| WHAT THIS TASK INVOLVES |
Beneath this line is the data. Output exactly the lines from the line with "Target: river" to the line with "Target: tree trunk", both ends included, and nothing more.

| RECORDS FOR THE TASK |
■ ■ ■ ■ ■
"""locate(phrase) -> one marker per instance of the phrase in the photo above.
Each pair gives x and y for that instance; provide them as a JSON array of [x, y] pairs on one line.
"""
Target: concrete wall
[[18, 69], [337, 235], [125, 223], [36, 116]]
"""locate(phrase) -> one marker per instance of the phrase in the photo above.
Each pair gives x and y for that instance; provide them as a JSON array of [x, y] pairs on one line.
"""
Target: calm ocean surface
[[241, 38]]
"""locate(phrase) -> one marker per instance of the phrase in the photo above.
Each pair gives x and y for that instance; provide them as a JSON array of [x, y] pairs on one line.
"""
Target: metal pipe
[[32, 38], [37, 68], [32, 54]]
■ ■ ■ ■ ■
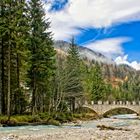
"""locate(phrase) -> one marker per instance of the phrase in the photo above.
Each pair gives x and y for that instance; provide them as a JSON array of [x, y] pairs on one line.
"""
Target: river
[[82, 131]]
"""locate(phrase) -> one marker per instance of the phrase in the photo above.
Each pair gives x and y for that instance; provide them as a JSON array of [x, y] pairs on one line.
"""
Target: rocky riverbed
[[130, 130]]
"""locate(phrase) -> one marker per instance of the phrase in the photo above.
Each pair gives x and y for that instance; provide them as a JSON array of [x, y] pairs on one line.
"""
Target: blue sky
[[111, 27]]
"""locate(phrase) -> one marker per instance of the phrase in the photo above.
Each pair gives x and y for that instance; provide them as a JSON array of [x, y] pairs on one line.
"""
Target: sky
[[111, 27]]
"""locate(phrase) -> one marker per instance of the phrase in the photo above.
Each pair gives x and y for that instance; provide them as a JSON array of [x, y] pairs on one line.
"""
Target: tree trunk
■ ■ ■ ■ ■
| ANSWER SPACE |
Target: river
[[82, 131]]
"""locate(phrase) -> one marker per instance of the phrase in the photo above.
Each pair gives x and y for that instance; provide them as a JSON array of [x, y] pairs on one line.
"""
Target: rocky riverbed
[[130, 130]]
"""locate(phrase) -> one marker per instance of the phrase in the photo above.
Each pair gives x and y for that instance; provide them as a JSON array of [x, y] pairs on one line.
"""
Target: blue sky
[[111, 27]]
"""locate(phrase) -> one marker per instance of the phrase in the photo above.
Each pair gives x and y for that instance; provide them as a JSON array of [x, y] pairs on one line.
"""
Target: sky
[[111, 27]]
"""locate(phrase) -> one marker per instance of the phrase in the photo above.
Each pair gives x and y for that instance; provide them as a JSON array of [x, y] pairs on one line.
"""
Target: tree trunk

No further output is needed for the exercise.